_DATA FOR PROCESSING:_
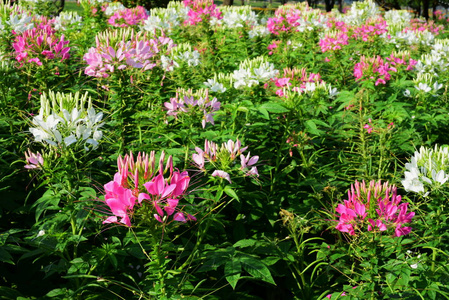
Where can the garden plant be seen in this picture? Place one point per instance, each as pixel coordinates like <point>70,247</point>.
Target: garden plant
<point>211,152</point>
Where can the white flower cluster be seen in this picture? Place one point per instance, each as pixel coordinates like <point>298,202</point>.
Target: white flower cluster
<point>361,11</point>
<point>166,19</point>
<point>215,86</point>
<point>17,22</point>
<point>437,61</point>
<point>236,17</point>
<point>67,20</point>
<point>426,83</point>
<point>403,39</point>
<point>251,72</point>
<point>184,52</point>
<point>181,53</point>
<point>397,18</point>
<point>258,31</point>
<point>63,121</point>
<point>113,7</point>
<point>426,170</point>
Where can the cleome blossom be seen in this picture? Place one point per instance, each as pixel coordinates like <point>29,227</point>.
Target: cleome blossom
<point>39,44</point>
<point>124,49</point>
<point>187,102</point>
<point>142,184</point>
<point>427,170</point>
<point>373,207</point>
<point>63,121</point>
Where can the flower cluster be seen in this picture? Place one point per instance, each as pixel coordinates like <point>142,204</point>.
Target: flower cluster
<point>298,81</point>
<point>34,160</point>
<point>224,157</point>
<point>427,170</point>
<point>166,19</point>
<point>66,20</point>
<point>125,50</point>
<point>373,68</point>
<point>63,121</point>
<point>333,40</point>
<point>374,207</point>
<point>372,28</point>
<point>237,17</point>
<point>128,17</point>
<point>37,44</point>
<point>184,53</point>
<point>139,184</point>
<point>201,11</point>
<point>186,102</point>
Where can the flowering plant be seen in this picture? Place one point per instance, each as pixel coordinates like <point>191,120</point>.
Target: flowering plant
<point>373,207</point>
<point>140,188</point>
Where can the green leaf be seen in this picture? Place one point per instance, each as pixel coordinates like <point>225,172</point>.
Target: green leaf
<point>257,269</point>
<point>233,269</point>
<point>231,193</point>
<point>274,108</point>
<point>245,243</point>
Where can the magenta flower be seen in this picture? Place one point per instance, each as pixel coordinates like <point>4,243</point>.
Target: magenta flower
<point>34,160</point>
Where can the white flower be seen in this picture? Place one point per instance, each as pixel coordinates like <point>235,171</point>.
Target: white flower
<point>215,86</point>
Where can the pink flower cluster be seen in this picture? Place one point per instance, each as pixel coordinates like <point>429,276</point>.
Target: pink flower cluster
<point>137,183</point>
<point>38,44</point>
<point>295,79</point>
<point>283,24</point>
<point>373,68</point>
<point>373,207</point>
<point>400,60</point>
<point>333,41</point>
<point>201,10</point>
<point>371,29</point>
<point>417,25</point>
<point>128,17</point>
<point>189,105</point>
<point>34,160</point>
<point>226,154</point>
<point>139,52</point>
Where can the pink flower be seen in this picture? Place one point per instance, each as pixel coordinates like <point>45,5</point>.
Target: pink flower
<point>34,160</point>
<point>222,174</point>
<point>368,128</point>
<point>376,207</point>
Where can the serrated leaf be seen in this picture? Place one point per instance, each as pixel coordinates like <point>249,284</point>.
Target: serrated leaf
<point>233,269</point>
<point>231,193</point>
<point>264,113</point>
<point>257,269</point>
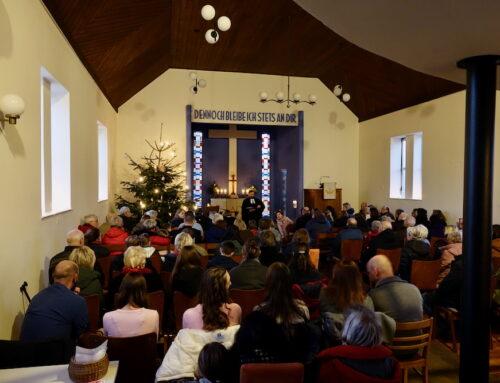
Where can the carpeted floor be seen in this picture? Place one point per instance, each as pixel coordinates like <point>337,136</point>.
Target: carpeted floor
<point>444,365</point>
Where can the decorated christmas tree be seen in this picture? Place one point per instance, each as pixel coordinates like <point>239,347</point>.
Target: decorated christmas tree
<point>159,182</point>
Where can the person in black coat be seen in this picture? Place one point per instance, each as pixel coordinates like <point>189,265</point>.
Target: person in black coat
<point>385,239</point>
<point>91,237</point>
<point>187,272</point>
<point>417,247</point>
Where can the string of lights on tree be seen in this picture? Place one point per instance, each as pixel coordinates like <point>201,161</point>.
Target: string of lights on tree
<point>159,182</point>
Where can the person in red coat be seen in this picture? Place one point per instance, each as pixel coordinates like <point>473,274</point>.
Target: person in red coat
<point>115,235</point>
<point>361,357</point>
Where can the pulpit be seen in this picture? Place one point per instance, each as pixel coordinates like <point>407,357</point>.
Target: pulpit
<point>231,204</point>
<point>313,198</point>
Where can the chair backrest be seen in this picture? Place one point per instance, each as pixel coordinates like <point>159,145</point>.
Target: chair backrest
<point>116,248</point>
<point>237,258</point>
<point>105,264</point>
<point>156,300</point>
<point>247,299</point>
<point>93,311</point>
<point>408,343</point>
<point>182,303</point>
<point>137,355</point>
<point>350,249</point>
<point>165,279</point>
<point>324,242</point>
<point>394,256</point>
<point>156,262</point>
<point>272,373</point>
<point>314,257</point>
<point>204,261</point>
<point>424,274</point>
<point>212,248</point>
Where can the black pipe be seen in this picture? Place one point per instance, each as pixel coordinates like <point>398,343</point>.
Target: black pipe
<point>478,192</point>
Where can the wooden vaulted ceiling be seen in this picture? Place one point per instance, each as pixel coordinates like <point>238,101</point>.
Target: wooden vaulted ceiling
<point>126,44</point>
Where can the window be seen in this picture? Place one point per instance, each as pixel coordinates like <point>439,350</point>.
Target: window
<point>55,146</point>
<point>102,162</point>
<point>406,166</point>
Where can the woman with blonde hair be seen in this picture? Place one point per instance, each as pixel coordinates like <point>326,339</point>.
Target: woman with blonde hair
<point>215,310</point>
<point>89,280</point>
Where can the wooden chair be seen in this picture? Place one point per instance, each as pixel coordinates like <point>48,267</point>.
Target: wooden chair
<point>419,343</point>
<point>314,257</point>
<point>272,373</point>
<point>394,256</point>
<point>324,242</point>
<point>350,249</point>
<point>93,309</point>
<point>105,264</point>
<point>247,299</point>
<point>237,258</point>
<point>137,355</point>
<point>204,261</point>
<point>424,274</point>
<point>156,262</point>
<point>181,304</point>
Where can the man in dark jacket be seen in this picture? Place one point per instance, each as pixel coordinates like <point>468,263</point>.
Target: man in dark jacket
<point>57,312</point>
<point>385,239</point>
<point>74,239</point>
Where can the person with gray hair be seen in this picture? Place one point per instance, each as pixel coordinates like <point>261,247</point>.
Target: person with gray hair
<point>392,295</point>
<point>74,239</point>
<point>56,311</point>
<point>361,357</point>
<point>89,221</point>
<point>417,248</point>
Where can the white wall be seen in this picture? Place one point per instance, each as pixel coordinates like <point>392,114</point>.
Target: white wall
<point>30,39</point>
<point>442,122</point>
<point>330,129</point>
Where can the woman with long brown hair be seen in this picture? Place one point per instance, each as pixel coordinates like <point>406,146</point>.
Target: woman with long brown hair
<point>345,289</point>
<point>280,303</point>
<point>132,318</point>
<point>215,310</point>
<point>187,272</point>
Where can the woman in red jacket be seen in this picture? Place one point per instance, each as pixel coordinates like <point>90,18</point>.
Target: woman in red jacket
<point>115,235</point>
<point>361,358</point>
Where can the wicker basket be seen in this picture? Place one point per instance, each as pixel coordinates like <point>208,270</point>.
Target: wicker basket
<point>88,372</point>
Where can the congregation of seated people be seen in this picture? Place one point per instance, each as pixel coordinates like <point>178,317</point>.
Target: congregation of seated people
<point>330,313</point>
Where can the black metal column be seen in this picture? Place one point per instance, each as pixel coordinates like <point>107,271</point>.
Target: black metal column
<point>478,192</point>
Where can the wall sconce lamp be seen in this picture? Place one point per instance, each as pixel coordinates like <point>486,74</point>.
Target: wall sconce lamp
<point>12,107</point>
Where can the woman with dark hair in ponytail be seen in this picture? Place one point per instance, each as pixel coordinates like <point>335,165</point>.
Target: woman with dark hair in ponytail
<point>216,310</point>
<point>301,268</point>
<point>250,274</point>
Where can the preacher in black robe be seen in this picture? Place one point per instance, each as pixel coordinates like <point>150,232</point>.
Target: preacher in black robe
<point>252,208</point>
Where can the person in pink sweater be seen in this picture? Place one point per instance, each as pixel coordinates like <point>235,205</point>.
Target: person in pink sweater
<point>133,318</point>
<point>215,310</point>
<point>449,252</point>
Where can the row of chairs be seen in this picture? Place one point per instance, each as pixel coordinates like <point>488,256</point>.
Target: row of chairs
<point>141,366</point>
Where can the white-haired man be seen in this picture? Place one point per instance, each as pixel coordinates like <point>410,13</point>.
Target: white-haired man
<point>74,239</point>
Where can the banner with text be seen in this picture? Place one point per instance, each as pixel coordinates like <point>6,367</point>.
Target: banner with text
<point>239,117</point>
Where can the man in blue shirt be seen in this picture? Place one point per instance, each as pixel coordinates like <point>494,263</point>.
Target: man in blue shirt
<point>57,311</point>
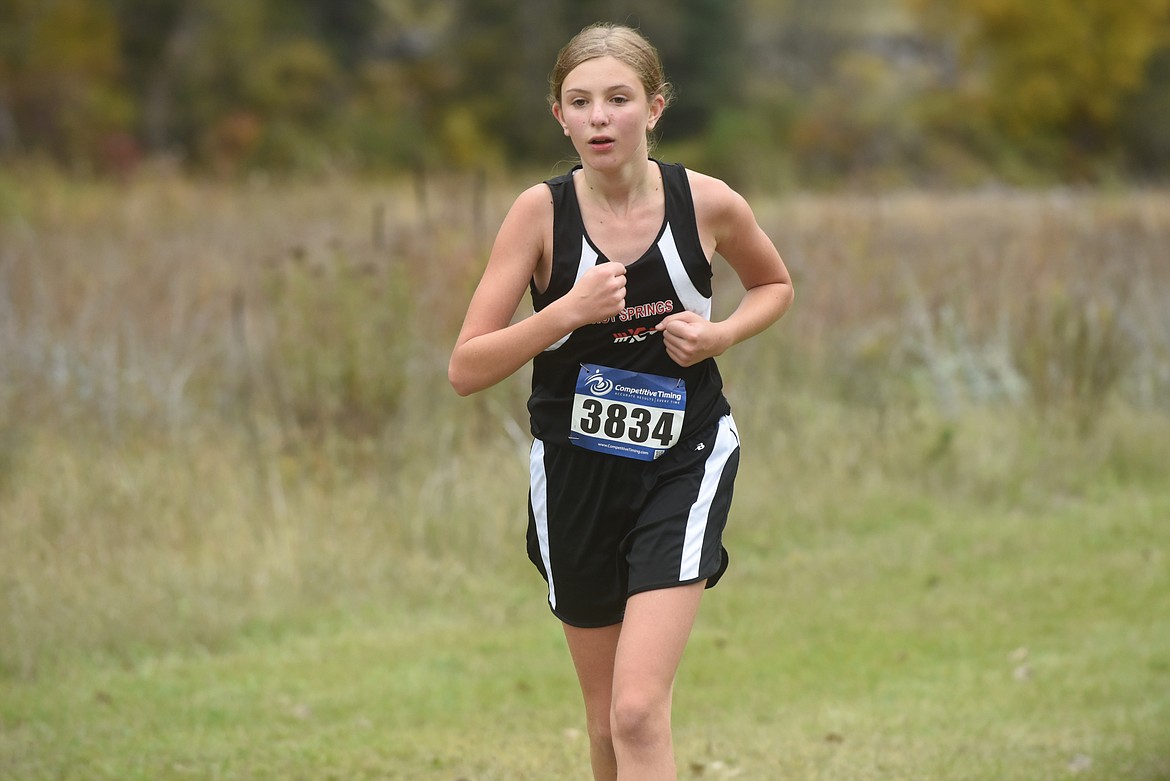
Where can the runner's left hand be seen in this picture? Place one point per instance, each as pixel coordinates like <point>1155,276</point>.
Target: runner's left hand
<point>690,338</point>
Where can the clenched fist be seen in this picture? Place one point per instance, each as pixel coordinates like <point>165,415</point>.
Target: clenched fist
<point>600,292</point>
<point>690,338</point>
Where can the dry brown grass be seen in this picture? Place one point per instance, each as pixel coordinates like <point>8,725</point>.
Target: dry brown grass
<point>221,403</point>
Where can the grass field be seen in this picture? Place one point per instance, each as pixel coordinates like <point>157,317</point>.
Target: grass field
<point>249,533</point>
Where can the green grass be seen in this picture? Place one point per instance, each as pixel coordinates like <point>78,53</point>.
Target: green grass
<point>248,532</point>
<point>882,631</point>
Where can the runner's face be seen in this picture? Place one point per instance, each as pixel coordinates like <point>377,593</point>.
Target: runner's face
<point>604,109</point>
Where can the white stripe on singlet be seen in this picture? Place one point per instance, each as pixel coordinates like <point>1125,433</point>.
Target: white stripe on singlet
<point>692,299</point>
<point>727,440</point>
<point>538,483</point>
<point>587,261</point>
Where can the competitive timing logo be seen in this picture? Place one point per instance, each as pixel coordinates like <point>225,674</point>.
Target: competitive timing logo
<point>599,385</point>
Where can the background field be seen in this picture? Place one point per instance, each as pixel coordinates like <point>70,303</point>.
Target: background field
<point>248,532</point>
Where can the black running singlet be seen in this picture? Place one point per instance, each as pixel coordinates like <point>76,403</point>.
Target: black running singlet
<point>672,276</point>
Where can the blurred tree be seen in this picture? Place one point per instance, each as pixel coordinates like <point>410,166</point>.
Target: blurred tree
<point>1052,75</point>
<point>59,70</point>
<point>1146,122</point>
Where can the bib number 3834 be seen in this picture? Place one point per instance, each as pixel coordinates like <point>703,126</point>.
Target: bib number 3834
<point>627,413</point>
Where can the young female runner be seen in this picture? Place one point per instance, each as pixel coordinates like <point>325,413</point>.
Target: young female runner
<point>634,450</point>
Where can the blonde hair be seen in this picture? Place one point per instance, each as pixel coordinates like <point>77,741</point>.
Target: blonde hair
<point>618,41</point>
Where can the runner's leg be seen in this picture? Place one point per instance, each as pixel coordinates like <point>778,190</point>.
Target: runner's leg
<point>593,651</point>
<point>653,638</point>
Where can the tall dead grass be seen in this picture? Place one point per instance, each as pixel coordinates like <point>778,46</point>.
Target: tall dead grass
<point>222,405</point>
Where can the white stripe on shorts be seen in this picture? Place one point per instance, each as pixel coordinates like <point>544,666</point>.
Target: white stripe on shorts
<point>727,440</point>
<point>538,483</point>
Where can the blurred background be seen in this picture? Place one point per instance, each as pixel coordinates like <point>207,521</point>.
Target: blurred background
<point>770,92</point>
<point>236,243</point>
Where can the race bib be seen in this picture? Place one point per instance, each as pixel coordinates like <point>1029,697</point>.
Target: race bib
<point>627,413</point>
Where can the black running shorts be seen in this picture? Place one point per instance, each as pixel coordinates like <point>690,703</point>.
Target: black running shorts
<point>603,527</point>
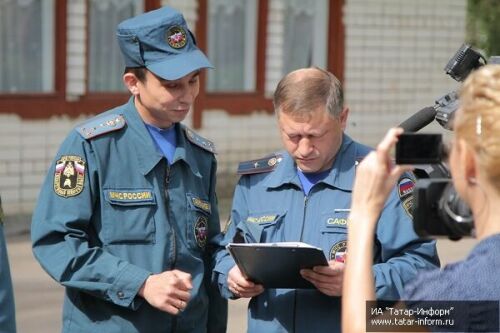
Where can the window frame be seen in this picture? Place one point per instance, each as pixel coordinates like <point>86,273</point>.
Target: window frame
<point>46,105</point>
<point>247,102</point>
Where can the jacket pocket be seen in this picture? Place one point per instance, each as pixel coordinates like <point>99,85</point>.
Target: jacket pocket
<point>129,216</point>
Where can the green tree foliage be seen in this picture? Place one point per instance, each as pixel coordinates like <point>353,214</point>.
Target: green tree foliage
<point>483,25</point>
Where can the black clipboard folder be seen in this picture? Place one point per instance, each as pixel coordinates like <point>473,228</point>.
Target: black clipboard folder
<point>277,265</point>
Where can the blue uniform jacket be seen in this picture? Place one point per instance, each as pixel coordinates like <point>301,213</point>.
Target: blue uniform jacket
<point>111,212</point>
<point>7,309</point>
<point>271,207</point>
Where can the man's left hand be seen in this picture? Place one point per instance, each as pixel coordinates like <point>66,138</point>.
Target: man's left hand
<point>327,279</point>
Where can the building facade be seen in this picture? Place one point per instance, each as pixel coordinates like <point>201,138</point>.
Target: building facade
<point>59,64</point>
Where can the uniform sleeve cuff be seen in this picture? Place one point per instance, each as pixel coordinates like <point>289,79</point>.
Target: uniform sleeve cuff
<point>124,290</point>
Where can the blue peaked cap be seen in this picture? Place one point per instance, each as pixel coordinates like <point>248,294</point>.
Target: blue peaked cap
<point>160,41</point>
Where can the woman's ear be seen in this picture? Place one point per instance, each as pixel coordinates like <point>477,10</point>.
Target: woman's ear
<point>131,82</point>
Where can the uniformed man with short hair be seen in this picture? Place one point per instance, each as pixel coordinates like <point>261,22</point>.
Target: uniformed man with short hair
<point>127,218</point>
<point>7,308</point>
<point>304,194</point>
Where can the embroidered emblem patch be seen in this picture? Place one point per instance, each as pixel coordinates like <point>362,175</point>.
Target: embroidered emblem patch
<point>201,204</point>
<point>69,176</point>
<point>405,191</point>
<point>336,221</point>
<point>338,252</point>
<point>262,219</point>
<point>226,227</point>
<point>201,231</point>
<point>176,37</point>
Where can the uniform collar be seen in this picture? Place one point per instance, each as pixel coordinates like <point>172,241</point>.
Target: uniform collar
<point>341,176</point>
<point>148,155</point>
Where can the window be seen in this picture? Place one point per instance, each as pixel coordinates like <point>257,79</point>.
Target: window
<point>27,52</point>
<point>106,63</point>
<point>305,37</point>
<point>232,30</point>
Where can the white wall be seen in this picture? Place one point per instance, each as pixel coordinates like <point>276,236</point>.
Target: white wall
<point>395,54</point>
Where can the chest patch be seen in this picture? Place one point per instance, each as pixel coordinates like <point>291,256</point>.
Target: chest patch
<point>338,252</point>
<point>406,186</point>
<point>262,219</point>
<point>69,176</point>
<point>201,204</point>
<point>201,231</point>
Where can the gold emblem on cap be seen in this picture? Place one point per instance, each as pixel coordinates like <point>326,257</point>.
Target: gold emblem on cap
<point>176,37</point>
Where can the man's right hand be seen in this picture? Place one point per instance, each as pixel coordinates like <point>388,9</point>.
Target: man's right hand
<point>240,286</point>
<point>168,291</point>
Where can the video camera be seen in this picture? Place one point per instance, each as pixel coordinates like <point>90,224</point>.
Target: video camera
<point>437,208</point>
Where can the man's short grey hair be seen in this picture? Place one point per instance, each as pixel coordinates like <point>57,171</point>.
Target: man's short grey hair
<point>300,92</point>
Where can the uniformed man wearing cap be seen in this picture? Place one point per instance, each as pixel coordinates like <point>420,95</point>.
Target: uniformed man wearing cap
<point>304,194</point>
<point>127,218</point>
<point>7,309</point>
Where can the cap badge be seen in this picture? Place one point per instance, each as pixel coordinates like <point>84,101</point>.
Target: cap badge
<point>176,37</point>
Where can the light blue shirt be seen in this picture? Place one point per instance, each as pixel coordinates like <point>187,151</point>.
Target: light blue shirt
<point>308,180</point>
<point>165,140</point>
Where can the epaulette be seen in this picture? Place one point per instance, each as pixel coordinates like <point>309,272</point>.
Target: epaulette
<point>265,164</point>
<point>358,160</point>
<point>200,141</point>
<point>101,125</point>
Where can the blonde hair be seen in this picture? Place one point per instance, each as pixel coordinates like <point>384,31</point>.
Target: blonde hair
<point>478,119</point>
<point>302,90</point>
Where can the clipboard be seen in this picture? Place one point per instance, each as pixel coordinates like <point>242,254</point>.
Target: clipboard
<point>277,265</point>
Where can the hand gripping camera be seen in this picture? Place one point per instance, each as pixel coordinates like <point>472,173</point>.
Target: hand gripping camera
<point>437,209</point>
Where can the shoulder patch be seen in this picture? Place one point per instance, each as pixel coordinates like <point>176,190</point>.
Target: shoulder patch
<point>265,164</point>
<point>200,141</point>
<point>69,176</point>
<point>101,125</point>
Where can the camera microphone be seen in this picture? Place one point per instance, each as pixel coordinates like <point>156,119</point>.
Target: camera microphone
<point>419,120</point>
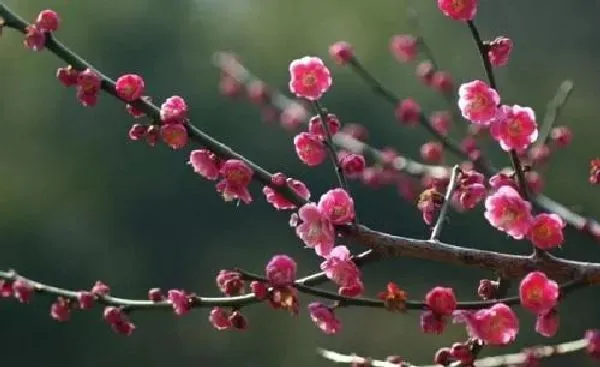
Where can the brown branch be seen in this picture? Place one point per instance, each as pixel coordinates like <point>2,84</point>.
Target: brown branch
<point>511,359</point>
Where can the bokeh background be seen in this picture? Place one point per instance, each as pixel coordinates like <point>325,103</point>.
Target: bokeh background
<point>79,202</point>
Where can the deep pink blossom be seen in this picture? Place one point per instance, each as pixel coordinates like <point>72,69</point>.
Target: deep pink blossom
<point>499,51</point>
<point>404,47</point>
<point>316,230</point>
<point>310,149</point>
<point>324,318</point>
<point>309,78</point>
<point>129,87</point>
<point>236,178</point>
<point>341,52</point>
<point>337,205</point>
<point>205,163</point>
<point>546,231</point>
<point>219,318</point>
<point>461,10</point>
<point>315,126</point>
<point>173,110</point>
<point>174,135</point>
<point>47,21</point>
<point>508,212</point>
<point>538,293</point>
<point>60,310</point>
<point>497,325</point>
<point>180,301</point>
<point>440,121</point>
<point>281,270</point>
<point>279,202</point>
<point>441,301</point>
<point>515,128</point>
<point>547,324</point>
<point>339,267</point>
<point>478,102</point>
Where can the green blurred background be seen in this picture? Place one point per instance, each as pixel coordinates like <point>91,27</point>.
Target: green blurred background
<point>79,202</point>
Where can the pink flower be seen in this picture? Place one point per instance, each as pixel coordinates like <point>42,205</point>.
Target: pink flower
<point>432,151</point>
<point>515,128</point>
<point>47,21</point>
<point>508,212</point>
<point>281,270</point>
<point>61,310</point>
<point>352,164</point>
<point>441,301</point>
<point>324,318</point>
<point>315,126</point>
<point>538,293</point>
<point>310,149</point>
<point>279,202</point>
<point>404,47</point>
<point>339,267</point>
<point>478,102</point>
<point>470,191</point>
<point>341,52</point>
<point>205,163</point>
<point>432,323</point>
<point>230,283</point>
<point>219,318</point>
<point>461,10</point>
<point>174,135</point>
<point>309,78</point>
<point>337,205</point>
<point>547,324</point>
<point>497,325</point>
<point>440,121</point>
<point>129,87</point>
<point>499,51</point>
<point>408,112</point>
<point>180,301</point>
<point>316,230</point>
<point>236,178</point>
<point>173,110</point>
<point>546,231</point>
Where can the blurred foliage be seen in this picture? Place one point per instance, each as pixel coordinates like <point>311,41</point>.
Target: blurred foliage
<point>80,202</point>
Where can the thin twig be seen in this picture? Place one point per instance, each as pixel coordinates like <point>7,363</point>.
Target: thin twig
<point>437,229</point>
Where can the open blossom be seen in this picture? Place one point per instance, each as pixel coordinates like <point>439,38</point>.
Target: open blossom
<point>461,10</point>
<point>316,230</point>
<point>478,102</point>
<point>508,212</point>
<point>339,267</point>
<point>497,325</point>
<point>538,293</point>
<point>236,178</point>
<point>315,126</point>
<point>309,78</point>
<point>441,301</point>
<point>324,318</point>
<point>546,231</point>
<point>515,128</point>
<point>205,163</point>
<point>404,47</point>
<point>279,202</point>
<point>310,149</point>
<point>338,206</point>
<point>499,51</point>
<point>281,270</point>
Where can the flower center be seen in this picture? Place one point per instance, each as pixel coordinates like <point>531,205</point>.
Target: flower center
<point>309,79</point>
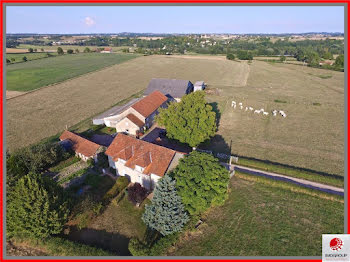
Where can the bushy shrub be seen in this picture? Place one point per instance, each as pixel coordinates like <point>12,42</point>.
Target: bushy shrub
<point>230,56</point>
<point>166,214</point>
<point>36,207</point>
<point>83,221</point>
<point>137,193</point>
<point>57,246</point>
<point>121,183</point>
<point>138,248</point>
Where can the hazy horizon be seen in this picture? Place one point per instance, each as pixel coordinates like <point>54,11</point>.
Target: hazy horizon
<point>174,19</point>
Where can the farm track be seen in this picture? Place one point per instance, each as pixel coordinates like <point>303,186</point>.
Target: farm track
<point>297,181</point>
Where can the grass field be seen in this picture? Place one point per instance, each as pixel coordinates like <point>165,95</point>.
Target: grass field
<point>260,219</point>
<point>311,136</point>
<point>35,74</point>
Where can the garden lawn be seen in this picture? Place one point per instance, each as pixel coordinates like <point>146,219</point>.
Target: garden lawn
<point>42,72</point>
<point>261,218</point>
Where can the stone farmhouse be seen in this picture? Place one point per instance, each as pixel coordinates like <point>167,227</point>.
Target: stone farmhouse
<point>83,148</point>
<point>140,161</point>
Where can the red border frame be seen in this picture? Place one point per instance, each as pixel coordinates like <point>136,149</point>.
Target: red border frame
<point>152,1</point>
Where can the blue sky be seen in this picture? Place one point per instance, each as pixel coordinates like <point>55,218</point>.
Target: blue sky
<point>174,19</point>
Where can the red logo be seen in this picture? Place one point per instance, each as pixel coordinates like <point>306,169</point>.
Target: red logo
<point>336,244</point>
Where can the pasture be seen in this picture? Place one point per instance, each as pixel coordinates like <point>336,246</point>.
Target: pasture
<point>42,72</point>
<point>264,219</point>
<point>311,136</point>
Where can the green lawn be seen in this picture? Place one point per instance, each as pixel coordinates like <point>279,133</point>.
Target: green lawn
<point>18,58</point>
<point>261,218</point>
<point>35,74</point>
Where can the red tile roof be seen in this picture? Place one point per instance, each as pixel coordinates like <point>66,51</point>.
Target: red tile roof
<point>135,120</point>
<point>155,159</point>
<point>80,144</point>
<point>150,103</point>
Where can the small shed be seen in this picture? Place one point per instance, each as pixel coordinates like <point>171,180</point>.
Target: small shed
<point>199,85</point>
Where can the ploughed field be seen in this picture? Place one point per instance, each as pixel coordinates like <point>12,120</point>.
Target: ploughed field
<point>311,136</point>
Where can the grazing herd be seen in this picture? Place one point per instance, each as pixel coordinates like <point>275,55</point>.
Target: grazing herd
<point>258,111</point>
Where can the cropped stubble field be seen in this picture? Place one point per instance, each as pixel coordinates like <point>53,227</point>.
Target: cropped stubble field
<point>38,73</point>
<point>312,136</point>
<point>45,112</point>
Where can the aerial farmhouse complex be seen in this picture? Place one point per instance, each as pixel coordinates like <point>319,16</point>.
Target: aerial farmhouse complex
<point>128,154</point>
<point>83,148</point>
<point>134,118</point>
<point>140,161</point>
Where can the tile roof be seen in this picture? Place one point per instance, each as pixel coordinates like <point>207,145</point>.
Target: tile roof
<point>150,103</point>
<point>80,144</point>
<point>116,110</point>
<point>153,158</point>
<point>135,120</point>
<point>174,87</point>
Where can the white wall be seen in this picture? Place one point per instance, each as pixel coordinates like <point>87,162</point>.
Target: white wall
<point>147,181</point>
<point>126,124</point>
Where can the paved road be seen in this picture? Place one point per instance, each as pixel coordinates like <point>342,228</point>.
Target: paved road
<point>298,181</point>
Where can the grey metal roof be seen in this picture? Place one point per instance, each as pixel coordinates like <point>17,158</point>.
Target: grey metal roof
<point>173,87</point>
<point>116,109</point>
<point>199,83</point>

_AIM OF THE EXERCISE:_ The line containing "Where can the cleome" marks the end: copy exactly every line from the start of the records up to and including it, leaving out the pictures.

_RESPONSE:_
Where can the garden plant be seen in this picture? Place one point per instance, each as pixel coordinates like <point>70,247</point>.
Target: garden plant
<point>211,152</point>
Where can the white flower cluster be seen in this picture? Place one point per instance, each as pixel coordinates like <point>298,202</point>.
Target: white flower cluster
<point>361,11</point>
<point>166,19</point>
<point>215,86</point>
<point>17,22</point>
<point>437,61</point>
<point>236,17</point>
<point>67,20</point>
<point>426,83</point>
<point>403,39</point>
<point>251,72</point>
<point>184,52</point>
<point>181,53</point>
<point>397,18</point>
<point>258,31</point>
<point>63,121</point>
<point>113,7</point>
<point>426,170</point>
Where can the cleome blossom be seen in this picture? Place one point per instance, each as pixel coordinates like <point>29,227</point>.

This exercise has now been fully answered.